Pick out every line of the listing below that contains the word "flower", and copy each one in full.

>> Start Supplied material

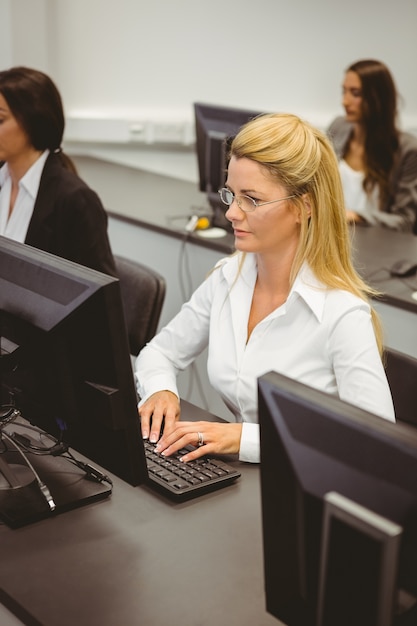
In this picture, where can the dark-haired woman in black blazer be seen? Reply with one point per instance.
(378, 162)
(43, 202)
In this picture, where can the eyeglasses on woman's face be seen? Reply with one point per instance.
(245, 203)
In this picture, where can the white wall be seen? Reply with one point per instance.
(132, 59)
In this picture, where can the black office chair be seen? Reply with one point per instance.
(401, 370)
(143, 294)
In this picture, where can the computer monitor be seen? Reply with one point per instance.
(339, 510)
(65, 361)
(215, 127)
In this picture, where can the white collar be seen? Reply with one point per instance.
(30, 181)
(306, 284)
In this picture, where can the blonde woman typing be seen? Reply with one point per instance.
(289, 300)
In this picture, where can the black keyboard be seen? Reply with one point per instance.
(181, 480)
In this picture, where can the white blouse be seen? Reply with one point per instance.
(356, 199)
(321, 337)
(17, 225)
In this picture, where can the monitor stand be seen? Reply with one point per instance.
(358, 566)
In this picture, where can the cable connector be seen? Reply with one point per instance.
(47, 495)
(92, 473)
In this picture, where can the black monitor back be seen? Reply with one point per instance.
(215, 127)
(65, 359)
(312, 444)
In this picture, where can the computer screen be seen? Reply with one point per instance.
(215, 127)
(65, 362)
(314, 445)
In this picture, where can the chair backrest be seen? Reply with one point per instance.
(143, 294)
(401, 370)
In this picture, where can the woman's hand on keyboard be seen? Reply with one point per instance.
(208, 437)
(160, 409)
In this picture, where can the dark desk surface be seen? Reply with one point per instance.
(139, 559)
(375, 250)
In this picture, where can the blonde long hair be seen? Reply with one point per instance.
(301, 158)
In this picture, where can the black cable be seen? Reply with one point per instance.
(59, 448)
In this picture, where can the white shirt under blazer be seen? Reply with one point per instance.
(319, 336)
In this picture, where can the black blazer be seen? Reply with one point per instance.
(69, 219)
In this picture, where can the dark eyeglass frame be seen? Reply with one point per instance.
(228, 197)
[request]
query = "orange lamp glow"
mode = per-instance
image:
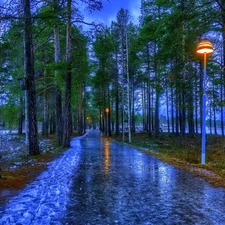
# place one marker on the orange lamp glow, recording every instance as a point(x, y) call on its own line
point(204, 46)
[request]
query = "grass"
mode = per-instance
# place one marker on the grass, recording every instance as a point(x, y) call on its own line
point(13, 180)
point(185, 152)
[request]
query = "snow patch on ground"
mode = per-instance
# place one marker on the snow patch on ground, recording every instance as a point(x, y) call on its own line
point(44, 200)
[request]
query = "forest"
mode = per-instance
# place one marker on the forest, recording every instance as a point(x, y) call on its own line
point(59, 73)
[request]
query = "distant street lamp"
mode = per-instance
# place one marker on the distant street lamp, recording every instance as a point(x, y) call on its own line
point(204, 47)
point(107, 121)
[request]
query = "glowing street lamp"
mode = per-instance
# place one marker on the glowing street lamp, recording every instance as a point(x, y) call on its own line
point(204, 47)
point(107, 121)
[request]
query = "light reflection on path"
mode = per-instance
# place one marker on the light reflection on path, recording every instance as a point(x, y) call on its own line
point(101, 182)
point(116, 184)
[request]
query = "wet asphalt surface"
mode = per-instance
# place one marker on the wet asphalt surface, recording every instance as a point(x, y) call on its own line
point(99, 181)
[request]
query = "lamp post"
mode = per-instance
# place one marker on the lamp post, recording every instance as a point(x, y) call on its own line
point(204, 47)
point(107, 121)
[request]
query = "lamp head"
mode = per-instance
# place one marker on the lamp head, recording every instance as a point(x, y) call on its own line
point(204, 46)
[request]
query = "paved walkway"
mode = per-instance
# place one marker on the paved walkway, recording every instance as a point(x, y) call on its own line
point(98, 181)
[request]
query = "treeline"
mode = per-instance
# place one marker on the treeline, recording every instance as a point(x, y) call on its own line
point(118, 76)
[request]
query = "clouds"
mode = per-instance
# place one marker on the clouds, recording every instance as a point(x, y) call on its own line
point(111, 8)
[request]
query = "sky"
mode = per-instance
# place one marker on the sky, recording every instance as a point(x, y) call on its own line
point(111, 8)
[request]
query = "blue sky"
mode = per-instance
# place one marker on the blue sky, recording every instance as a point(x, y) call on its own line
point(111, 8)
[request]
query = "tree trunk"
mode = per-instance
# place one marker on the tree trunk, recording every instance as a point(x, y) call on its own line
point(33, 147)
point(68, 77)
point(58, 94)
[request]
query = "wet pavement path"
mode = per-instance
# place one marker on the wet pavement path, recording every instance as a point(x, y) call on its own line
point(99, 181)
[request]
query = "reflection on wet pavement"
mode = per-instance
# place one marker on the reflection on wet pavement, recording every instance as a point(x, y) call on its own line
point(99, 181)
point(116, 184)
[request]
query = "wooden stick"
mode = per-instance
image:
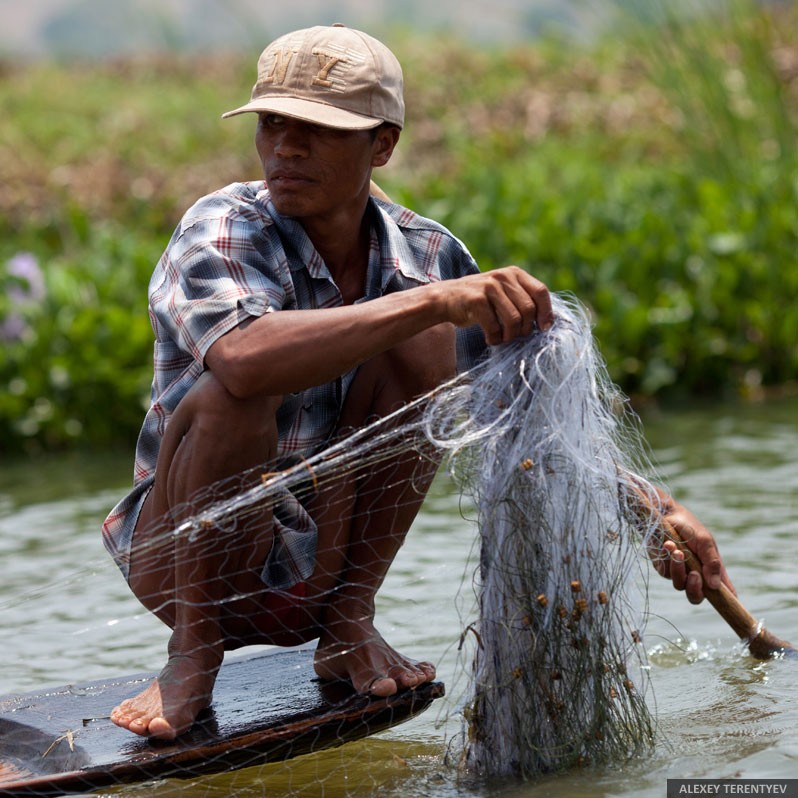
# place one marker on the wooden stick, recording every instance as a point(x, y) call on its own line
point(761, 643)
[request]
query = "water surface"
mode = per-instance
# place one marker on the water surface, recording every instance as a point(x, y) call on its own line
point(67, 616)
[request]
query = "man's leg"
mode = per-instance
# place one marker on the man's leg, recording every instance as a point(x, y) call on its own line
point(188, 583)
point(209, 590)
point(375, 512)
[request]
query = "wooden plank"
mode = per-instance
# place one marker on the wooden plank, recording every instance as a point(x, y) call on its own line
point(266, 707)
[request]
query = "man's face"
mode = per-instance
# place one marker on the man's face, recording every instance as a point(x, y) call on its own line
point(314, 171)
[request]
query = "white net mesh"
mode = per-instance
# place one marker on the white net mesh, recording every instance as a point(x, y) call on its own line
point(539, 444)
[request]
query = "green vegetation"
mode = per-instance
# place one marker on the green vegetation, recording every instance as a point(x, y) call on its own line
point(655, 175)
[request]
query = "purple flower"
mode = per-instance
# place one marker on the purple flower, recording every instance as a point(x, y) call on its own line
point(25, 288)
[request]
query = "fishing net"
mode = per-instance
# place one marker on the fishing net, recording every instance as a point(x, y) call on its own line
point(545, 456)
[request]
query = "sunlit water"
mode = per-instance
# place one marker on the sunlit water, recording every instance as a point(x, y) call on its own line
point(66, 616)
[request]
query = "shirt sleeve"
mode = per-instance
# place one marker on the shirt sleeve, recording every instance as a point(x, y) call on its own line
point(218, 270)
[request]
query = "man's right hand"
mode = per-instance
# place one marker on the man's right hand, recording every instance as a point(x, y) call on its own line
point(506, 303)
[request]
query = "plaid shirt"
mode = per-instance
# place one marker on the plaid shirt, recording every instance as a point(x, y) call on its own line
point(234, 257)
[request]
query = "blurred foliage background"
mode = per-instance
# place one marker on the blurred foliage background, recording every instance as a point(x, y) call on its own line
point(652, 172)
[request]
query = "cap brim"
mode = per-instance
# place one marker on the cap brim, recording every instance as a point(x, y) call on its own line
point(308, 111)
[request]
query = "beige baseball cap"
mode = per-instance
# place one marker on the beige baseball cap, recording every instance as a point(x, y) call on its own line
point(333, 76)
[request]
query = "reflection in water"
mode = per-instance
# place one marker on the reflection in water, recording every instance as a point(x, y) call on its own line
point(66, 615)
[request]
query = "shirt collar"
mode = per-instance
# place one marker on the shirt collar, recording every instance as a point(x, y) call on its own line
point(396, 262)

>> End Supplied material
>> Start Supplied material

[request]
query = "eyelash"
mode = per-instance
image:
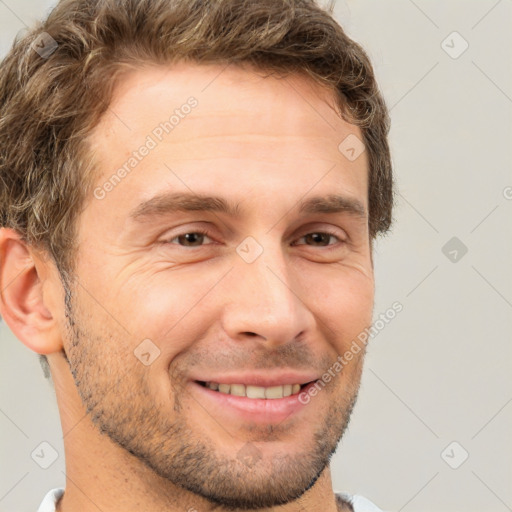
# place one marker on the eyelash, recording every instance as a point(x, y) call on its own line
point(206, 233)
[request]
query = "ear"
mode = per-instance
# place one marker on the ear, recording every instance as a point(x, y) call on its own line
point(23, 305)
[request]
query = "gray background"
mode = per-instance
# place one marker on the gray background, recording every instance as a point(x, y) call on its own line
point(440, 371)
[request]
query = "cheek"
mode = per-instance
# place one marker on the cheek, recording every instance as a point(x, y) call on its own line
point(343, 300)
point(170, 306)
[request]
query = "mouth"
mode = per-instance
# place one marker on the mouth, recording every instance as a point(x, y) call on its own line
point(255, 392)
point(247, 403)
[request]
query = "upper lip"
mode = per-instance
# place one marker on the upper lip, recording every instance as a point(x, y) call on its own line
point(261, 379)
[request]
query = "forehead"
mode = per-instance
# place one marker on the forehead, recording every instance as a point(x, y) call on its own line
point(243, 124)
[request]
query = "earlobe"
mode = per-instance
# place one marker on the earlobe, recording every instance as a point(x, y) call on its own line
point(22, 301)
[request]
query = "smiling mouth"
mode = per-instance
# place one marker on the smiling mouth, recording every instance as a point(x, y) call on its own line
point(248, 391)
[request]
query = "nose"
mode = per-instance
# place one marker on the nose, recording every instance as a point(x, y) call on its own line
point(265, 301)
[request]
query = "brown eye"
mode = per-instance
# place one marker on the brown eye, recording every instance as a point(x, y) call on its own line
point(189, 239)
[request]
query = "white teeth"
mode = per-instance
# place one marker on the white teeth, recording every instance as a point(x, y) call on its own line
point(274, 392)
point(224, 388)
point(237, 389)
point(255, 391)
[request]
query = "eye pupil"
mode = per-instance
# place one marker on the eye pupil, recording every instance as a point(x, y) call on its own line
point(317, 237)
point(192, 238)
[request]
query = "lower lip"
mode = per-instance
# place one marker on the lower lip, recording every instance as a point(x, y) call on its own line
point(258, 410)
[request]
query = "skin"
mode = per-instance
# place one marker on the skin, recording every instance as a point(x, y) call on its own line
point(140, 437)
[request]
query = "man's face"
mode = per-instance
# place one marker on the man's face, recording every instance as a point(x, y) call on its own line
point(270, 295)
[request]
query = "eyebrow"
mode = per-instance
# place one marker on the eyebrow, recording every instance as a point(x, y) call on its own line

>> End Supplied material

Reply to the exercise:
query = "purple flower"
# place one marker on the purple flower, recording every instance as a point(x, y) call on its own line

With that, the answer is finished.